Locate each line of the data below containing the word "hazel" and copy those lines in full. Case counts.
— START PROVIDED ENTRIES —
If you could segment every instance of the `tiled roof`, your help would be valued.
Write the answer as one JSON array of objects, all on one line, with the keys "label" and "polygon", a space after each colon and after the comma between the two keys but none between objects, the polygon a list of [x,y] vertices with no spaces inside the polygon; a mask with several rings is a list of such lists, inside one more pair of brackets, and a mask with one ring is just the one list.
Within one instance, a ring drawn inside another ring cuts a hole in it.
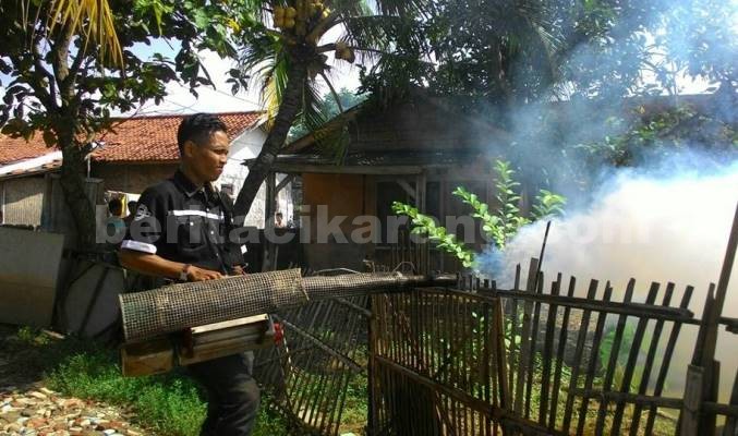
[{"label": "tiled roof", "polygon": [[[218,113],[233,140],[258,125],[263,112]],[[97,141],[104,147],[93,153],[93,160],[106,162],[146,162],[179,159],[177,128],[185,116],[138,117],[113,124]],[[0,135],[0,165],[37,157],[49,153],[40,134],[29,142]]]},{"label": "tiled roof", "polygon": [[0,133],[0,165],[31,159],[51,152],[53,149],[46,146],[40,133],[27,142],[22,137],[10,137]]},{"label": "tiled roof", "polygon": [[61,159],[53,159],[50,162],[39,164],[34,167],[20,168],[13,171],[3,172],[0,174],[0,180],[26,177],[32,174],[41,174],[46,172],[57,171],[60,168],[61,168]]}]

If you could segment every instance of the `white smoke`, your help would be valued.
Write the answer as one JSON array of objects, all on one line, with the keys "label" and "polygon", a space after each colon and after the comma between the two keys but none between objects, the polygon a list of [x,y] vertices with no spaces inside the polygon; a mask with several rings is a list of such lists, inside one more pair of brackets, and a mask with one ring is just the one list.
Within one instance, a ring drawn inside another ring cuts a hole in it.
[{"label": "white smoke", "polygon": [[[552,222],[542,270],[546,282],[562,272],[578,279],[577,294],[582,296],[590,279],[609,280],[614,300],[620,300],[626,284],[634,278],[633,299],[642,301],[652,281],[664,287],[674,282],[672,305],[678,305],[688,284],[694,287],[690,310],[702,316],[711,282],[717,283],[727,247],[730,227],[738,205],[738,161],[723,170],[699,171],[700,157],[690,155],[690,170],[672,160],[661,168],[672,168],[674,175],[654,175],[649,171],[627,170],[616,174],[596,196],[598,199],[581,210]],[[663,171],[658,171],[663,173]],[[515,265],[525,266],[539,257],[545,222],[523,228],[508,244],[504,255],[486,254],[500,269],[495,271],[503,288],[511,286],[509,274]],[[499,277],[499,275],[503,275]],[[524,278],[521,281],[524,283]],[[734,265],[724,316],[738,317],[738,263]],[[682,332],[677,356],[688,362],[694,346],[695,329]],[[727,397],[738,362],[735,336],[721,329],[717,360],[723,363],[721,397]],[[723,344],[723,346],[721,346]],[[673,388],[683,382],[685,365],[674,365],[669,376]],[[679,366],[678,368],[676,366]]]}]

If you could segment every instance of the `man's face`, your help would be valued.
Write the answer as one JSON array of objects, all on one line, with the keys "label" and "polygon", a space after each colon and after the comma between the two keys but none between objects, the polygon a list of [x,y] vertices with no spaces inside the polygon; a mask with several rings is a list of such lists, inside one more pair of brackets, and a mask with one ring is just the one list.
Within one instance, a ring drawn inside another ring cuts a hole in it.
[{"label": "man's face", "polygon": [[213,182],[222,173],[230,147],[226,132],[217,131],[205,143],[189,145],[184,158],[203,182]]}]

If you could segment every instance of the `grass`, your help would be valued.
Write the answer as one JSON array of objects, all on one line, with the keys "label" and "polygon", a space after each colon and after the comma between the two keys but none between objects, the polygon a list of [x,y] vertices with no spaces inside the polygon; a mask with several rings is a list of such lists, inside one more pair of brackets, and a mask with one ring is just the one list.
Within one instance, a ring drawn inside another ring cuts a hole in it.
[{"label": "grass", "polygon": [[[116,350],[75,338],[56,340],[29,328],[21,328],[9,343],[23,354],[15,370],[43,374],[50,389],[130,410],[135,415],[133,422],[158,435],[199,433],[206,413],[204,396],[182,371],[123,377]],[[268,395],[263,395],[254,436],[290,434],[286,419],[275,411]]]}]

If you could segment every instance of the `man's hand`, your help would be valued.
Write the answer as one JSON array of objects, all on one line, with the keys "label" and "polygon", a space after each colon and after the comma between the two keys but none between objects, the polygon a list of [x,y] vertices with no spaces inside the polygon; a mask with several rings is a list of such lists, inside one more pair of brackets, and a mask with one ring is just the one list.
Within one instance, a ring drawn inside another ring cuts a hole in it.
[{"label": "man's hand", "polygon": [[233,276],[245,276],[246,270],[241,265],[233,266]]},{"label": "man's hand", "polygon": [[187,269],[187,280],[189,281],[205,281],[205,280],[216,280],[223,278],[223,275],[218,271],[213,271],[210,269],[198,268],[196,266],[191,266]]}]

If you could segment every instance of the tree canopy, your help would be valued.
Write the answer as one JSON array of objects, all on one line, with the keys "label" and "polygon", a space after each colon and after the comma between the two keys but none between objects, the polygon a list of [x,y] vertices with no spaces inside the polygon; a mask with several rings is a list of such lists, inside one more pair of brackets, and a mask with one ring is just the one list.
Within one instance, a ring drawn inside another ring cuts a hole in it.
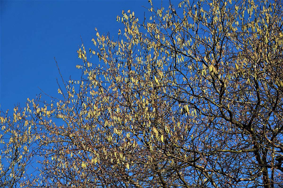
[{"label": "tree canopy", "polygon": [[60,98],[2,113],[0,185],[282,187],[282,2],[149,3],[82,44]]}]

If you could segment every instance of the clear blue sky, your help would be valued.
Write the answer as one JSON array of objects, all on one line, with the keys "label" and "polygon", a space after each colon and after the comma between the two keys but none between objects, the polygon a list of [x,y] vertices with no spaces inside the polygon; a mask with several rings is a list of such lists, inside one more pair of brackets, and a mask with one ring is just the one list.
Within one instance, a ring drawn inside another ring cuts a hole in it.
[{"label": "clear blue sky", "polygon": [[[153,2],[159,7],[160,2]],[[163,3],[168,7],[168,1]],[[75,66],[82,63],[76,52],[80,36],[87,49],[92,47],[95,27],[100,33],[116,36],[123,26],[116,17],[122,10],[134,11],[142,20],[147,11],[142,6],[149,5],[147,0],[1,1],[1,109],[10,110],[18,103],[24,105],[28,98],[41,92],[38,87],[56,94],[59,76],[54,57],[65,80],[70,75],[78,78],[81,72]]]}]

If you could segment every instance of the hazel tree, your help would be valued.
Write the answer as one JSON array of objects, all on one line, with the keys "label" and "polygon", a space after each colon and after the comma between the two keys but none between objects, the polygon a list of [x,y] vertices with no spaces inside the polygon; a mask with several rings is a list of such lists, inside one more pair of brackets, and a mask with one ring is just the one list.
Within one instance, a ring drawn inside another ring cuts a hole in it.
[{"label": "hazel tree", "polygon": [[117,16],[117,39],[83,44],[61,98],[35,102],[29,186],[281,187],[282,2],[149,3]]}]

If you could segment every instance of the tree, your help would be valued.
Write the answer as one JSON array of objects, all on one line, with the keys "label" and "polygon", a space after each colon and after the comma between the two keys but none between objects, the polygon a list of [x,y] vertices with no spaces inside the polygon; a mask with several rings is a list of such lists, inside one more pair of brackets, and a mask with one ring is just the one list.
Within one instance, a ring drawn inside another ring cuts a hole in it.
[{"label": "tree", "polygon": [[282,187],[282,2],[149,1],[117,16],[117,40],[83,44],[61,98],[35,101],[29,186]]}]

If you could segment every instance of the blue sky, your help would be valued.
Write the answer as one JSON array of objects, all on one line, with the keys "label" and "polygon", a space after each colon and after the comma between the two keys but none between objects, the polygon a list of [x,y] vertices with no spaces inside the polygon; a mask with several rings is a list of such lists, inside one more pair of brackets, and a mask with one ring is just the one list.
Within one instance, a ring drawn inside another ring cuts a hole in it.
[{"label": "blue sky", "polygon": [[[156,6],[160,2],[153,3]],[[75,66],[82,63],[76,52],[80,36],[88,49],[92,47],[95,28],[100,33],[117,36],[123,25],[116,17],[122,10],[134,11],[142,20],[147,11],[142,6],[149,5],[147,0],[1,1],[1,108],[10,110],[18,103],[23,106],[27,98],[41,93],[38,87],[56,94],[60,76],[54,57],[65,80],[70,75],[78,78],[81,72]]]}]

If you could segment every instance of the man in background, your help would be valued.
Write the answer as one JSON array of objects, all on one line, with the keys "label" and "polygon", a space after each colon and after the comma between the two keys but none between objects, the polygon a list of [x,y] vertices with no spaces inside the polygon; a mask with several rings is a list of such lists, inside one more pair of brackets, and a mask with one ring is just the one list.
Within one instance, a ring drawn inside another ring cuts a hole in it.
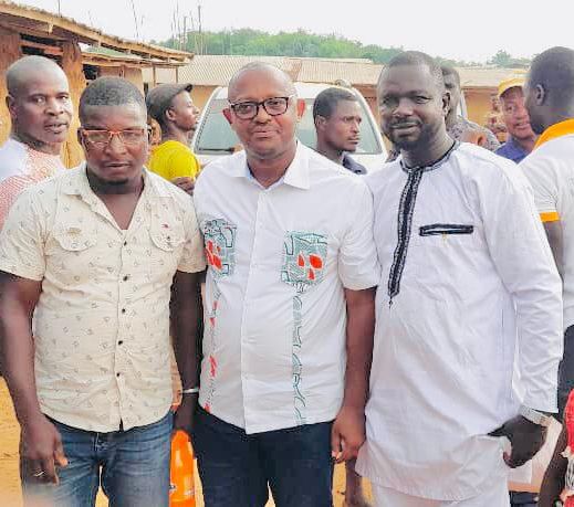
[{"label": "man in background", "polygon": [[189,148],[199,109],[189,95],[191,84],[164,84],[150,89],[147,113],[161,129],[161,142],[152,148],[147,168],[189,190],[199,173],[199,162]]},{"label": "man in background", "polygon": [[146,118],[128,81],[91,83],[86,162],[24,191],[2,229],[4,373],[27,500],[93,506],[102,484],[111,505],[168,506],[169,317],[185,388],[175,426],[189,432],[205,262],[191,199],[144,168]]},{"label": "man in background", "polygon": [[[363,118],[357,97],[344,88],[324,89],[313,103],[313,120],[317,135],[316,150],[355,175],[366,175],[366,168],[348,155],[355,152],[361,141]],[[355,462],[345,462],[345,506],[368,507]]]},{"label": "man in background", "polygon": [[511,77],[499,84],[499,99],[508,139],[497,149],[495,154],[516,163],[534,149],[538,139],[530,125],[529,112],[524,106],[523,85],[522,77]]},{"label": "man in background", "polygon": [[24,56],[6,73],[12,129],[0,147],[0,228],[18,194],[62,171],[62,145],[73,115],[64,71],[44,56]]}]

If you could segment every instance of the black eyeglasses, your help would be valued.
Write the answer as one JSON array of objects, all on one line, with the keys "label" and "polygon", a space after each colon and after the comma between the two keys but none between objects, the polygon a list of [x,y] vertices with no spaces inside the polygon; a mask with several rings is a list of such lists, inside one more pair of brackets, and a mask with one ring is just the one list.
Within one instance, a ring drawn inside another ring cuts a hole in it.
[{"label": "black eyeglasses", "polygon": [[271,97],[265,98],[261,102],[238,102],[229,103],[229,107],[233,109],[233,113],[239,119],[253,119],[259,114],[259,108],[263,106],[263,109],[269,116],[284,115],[289,107],[289,99],[295,95],[289,97]]}]

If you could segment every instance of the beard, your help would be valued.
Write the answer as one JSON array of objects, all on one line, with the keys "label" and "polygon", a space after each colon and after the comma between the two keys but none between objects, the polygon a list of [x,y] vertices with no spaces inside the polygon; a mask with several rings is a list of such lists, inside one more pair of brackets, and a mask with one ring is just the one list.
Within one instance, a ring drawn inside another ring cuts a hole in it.
[{"label": "beard", "polygon": [[419,130],[408,136],[396,133],[390,126],[388,128],[384,127],[383,131],[399,150],[414,151],[428,145],[439,130],[438,127],[429,124],[419,124],[418,126]]}]

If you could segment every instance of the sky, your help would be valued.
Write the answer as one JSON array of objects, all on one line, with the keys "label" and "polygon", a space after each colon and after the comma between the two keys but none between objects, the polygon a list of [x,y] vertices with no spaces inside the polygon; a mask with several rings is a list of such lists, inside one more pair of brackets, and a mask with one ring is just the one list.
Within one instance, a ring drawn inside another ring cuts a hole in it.
[{"label": "sky", "polygon": [[[166,40],[171,20],[198,0],[14,0],[58,12],[125,39]],[[499,50],[531,57],[554,45],[574,49],[572,0],[200,0],[207,31],[303,29],[364,44],[403,46],[432,56],[486,62]],[[133,7],[134,6],[134,9]],[[134,10],[137,19],[134,18]]]}]

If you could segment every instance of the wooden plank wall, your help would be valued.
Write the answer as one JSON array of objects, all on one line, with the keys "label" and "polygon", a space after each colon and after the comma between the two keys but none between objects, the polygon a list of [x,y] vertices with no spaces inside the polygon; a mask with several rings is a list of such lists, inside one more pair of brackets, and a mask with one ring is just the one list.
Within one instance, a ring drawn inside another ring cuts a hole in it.
[{"label": "wooden plank wall", "polygon": [[0,144],[2,144],[10,135],[10,114],[6,106],[6,70],[12,62],[15,62],[21,55],[20,34],[0,27],[0,40],[2,41],[2,51],[0,51]]}]

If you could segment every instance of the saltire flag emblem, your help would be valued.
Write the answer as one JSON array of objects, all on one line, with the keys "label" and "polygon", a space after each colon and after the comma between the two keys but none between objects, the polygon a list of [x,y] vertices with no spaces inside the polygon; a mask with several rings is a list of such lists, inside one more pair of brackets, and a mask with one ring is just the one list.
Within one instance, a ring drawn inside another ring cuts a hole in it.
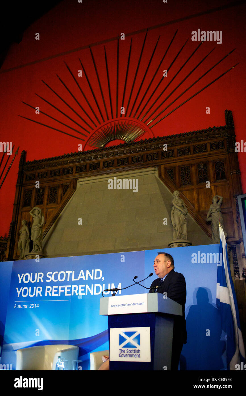
[{"label": "saltire flag emblem", "polygon": [[245,352],[225,238],[222,227],[219,227],[219,253],[222,253],[223,263],[222,265],[217,267],[216,305],[220,310],[222,329],[227,335],[227,369],[232,370],[235,370],[236,364],[240,364],[245,361]]},{"label": "saltire flag emblem", "polygon": [[120,331],[119,334],[120,348],[140,348],[139,331]]}]

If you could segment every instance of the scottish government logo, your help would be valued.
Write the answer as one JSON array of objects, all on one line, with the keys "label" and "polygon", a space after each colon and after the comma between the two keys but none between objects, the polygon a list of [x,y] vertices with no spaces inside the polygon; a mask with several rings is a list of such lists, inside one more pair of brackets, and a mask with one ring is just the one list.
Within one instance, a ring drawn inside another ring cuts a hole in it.
[{"label": "scottish government logo", "polygon": [[150,362],[150,327],[111,329],[110,351],[112,361]]},{"label": "scottish government logo", "polygon": [[119,334],[120,348],[139,348],[140,346],[139,331],[122,331]]}]

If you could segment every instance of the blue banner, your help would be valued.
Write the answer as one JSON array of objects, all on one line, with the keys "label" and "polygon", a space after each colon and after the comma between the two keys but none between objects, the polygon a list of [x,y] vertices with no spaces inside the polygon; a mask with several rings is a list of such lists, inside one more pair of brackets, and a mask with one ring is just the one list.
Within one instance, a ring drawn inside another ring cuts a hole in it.
[{"label": "blue banner", "polygon": [[[188,335],[181,354],[181,370],[224,369],[225,344],[221,340],[216,307],[219,247],[162,250],[173,255],[175,270],[183,274],[186,283]],[[133,283],[135,275],[139,281],[154,272],[158,253],[151,250],[15,262],[9,295],[5,289],[8,305],[1,363],[12,364],[15,369],[18,349],[69,344],[79,347],[81,368],[90,369],[90,353],[109,347],[107,318],[99,315],[102,291],[126,287]],[[156,278],[154,274],[143,284],[149,287]],[[135,285],[117,293],[145,292],[148,290]]]}]

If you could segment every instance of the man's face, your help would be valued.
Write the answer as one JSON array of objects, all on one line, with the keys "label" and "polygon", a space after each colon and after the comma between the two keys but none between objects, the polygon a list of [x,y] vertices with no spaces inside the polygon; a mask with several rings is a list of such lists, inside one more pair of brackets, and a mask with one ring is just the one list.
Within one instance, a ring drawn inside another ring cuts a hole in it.
[{"label": "man's face", "polygon": [[169,260],[165,261],[166,259],[164,254],[158,254],[154,261],[154,268],[156,275],[161,279],[169,272],[171,263]]}]

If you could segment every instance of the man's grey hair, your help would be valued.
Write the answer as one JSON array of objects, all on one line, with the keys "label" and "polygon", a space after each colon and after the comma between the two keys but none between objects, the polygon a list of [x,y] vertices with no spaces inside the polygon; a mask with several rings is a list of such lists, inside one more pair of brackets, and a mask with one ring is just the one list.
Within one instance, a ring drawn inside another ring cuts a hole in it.
[{"label": "man's grey hair", "polygon": [[165,255],[165,257],[167,259],[167,261],[168,260],[170,260],[171,262],[171,265],[172,267],[174,268],[174,261],[173,260],[173,257],[172,256],[171,256],[171,254],[169,253],[165,253],[164,251],[159,251],[158,252],[158,254],[164,254]]}]

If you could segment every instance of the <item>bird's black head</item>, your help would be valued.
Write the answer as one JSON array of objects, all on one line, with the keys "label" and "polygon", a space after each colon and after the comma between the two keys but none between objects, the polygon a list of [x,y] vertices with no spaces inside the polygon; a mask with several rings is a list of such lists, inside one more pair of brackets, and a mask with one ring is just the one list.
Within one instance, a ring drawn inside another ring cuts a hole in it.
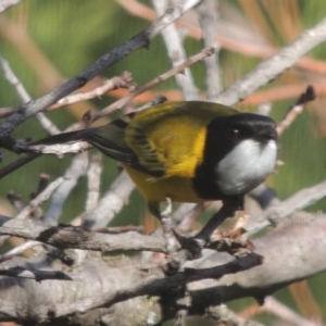
[{"label": "bird's black head", "polygon": [[215,117],[208,125],[203,160],[196,171],[197,191],[209,199],[250,191],[273,171],[276,139],[276,124],[267,116]]},{"label": "bird's black head", "polygon": [[216,117],[208,125],[205,155],[210,158],[214,152],[213,160],[221,161],[246,139],[252,139],[259,143],[276,141],[275,122],[268,116],[253,113]]}]

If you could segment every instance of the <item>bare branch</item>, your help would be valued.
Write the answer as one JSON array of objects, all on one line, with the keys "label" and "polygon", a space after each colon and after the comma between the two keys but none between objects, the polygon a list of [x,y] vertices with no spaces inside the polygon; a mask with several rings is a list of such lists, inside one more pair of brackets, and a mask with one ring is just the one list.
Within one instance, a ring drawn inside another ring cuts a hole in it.
[{"label": "bare branch", "polygon": [[140,93],[145,92],[146,90],[161,84],[162,82],[166,80],[167,78],[175,76],[176,74],[183,72],[186,67],[190,66],[191,64],[201,61],[202,59],[212,55],[215,52],[214,48],[209,48],[200,51],[198,54],[195,54],[187,59],[184,63],[179,64],[178,66],[167,71],[166,73],[160,75],[159,77],[152,79],[151,82],[147,83],[146,85],[138,87],[136,90],[131,91],[129,95],[126,97],[117,100],[113,104],[109,105],[108,108],[104,108],[100,112],[96,113],[91,117],[91,122],[95,122],[99,120],[100,117],[111,113],[112,111],[122,108],[125,105],[127,102],[131,101],[134,98],[139,96]]},{"label": "bare branch", "polygon": [[234,325],[234,326],[263,326],[253,321],[247,321],[239,317],[236,313],[230,311],[225,304],[210,306],[205,311],[205,317],[217,321],[218,324]]},{"label": "bare branch", "polygon": [[88,177],[88,193],[86,200],[85,211],[87,213],[96,209],[100,197],[100,185],[101,185],[101,173],[102,173],[102,154],[97,153],[91,155],[90,163],[87,170]]},{"label": "bare branch", "polygon": [[4,254],[0,255],[0,263],[5,262],[8,260],[11,260],[12,258],[14,258],[15,255],[18,255],[21,253],[23,253],[24,251],[36,247],[36,246],[40,246],[43,244],[42,242],[39,241],[26,241],[11,250],[9,250],[8,252],[5,252]]},{"label": "bare branch", "polygon": [[[152,2],[158,16],[161,16],[166,10],[168,1],[152,0]],[[176,67],[184,61],[186,61],[186,53],[183,46],[181,37],[174,24],[171,24],[170,26],[164,28],[161,33],[167,49],[170,60],[173,66]],[[213,45],[209,45],[209,47],[212,46]],[[198,99],[198,90],[195,86],[191,72],[188,67],[185,68],[181,73],[177,74],[175,78],[179,88],[181,89],[184,99],[186,101]]]},{"label": "bare branch", "polygon": [[48,112],[48,111],[52,111],[54,109],[70,105],[73,103],[77,103],[80,101],[99,98],[99,97],[103,96],[105,92],[109,92],[109,91],[117,89],[117,88],[129,88],[131,82],[133,82],[131,74],[128,72],[125,72],[118,77],[113,77],[111,79],[104,80],[101,86],[99,86],[92,90],[67,96],[67,97],[59,100],[55,104],[49,106],[46,111]]},{"label": "bare branch", "polygon": [[260,63],[254,71],[237,80],[220,93],[214,101],[233,105],[242,101],[255,89],[266,85],[284,71],[292,66],[299,59],[326,40],[326,18],[314,27],[306,29],[289,46],[279,50],[269,59]]},{"label": "bare branch", "polygon": [[88,229],[106,226],[124,206],[134,189],[135,184],[125,171],[122,172],[96,209],[87,214],[83,225]]},{"label": "bare branch", "polygon": [[73,159],[71,166],[64,174],[64,181],[52,196],[51,206],[48,210],[43,222],[47,225],[57,225],[62,214],[62,206],[71,191],[77,185],[80,176],[86,174],[88,166],[88,153],[80,153]]},{"label": "bare branch", "polygon": [[[50,93],[37,99],[34,102],[26,104],[24,108],[20,108],[17,113],[9,116],[3,123],[0,124],[1,137],[9,137],[12,130],[21,123],[26,121],[29,116],[41,112],[47,106],[54,104],[63,97],[70,95],[72,91],[83,87],[90,79],[96,77],[99,73],[113,65],[117,61],[122,60],[126,55],[134,51],[146,48],[150,41],[162,29],[179,18],[187,10],[196,5],[200,0],[177,0],[174,1],[174,5],[167,8],[165,13],[148,28],[134,36],[128,41],[122,43],[117,48],[110,52],[106,52],[98,61],[90,66],[86,67],[80,74],[74,78],[67,80]],[[23,110],[22,110],[23,109]]]},{"label": "bare branch", "polygon": [[59,225],[46,227],[30,220],[16,220],[0,215],[0,235],[10,235],[41,241],[57,248],[96,251],[148,250],[165,252],[164,239],[142,236],[136,231],[110,235],[89,231],[83,227]]},{"label": "bare branch", "polygon": [[[23,103],[30,102],[32,98],[28,95],[27,90],[25,89],[24,85],[21,83],[21,80],[17,78],[17,76],[15,75],[13,70],[10,67],[9,63],[4,60],[4,58],[1,54],[0,54],[0,64],[4,72],[5,78],[15,88],[16,92],[23,100]],[[43,113],[41,113],[41,112],[38,113],[36,115],[36,118],[40,122],[41,126],[46,130],[48,130],[48,133],[50,135],[55,135],[55,134],[60,133],[60,130],[57,128],[57,126]]]},{"label": "bare branch", "polygon": [[275,314],[280,317],[283,321],[287,321],[292,325],[298,326],[317,326],[319,323],[313,323],[300,315],[298,315],[294,311],[290,310],[288,306],[274,299],[273,297],[266,298],[264,305],[260,309],[260,311],[265,311]]},{"label": "bare branch", "polygon": [[312,86],[309,86],[306,88],[306,91],[301,95],[297,103],[289,110],[285,118],[278,124],[276,128],[278,136],[281,135],[284,130],[291,125],[291,123],[297,118],[299,114],[302,113],[306,103],[313,101],[315,98],[316,95],[314,88]]},{"label": "bare branch", "polygon": [[271,224],[276,224],[281,218],[312,205],[324,197],[326,197],[326,181],[299,190],[281,203],[269,206],[262,216],[250,218],[246,225],[248,235],[253,235]]},{"label": "bare branch", "polygon": [[221,66],[217,63],[220,45],[216,41],[217,34],[217,4],[216,0],[204,0],[198,8],[200,24],[202,27],[204,47],[214,47],[216,54],[205,58],[206,66],[206,99],[214,99],[222,90]]},{"label": "bare branch", "polygon": [[[66,273],[60,271],[39,271],[39,269],[28,269],[24,267],[8,267],[2,266],[0,268],[0,275],[2,276],[11,276],[11,277],[21,277],[21,278],[29,278],[35,279],[37,281],[46,280],[46,279],[63,279],[63,280],[77,280],[76,276],[68,275]],[[3,268],[4,267],[4,268]]]}]

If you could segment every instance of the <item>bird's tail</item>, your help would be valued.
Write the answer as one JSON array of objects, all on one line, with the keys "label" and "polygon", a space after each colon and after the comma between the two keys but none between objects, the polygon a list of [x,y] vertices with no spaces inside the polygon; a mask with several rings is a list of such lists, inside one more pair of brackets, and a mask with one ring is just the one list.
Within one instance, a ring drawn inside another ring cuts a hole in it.
[{"label": "bird's tail", "polygon": [[83,131],[84,130],[77,130],[77,131],[70,131],[70,133],[63,133],[63,134],[49,136],[49,137],[40,139],[40,140],[30,142],[30,143],[28,143],[28,146],[57,145],[57,143],[66,143],[66,142],[71,142],[71,141],[83,140],[85,137]]}]

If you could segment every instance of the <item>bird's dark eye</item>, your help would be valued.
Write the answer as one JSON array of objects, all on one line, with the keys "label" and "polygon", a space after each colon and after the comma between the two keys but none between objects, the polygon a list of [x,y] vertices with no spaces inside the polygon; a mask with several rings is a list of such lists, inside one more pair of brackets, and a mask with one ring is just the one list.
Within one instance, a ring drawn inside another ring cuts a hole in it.
[{"label": "bird's dark eye", "polygon": [[240,131],[237,128],[228,128],[227,129],[227,136],[229,138],[238,138],[240,136]]}]

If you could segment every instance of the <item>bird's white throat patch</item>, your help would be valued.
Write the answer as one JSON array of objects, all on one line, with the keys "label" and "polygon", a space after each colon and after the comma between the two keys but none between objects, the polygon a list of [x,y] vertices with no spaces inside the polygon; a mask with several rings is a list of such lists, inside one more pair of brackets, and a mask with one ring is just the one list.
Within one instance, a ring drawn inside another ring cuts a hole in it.
[{"label": "bird's white throat patch", "polygon": [[276,158],[276,141],[242,140],[215,167],[218,188],[225,195],[250,191],[273,172]]}]

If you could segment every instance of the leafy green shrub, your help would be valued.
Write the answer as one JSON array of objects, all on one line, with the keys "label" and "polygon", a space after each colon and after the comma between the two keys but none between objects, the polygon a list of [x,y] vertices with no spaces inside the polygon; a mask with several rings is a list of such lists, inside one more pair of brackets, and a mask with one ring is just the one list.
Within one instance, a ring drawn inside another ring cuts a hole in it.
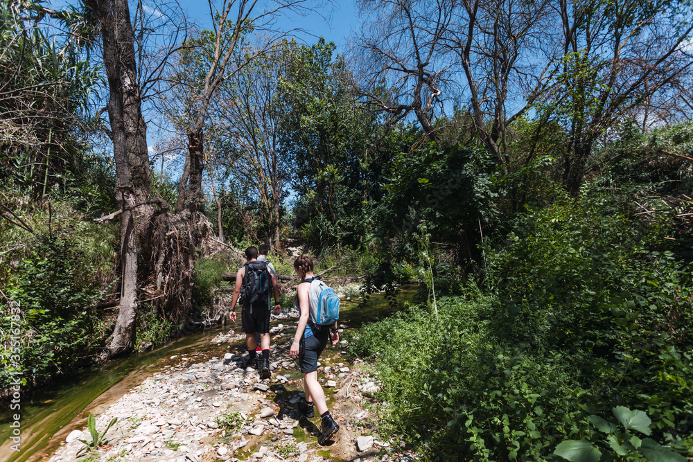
— END PROVIDED ENTRIES —
*TASK ANSWER:*
If you could segment every instance of the hazel tree, your help would be valued.
[{"label": "hazel tree", "polygon": [[117,16],[117,39],[83,44],[61,98],[35,102],[29,186],[281,187],[282,2],[149,3]]}]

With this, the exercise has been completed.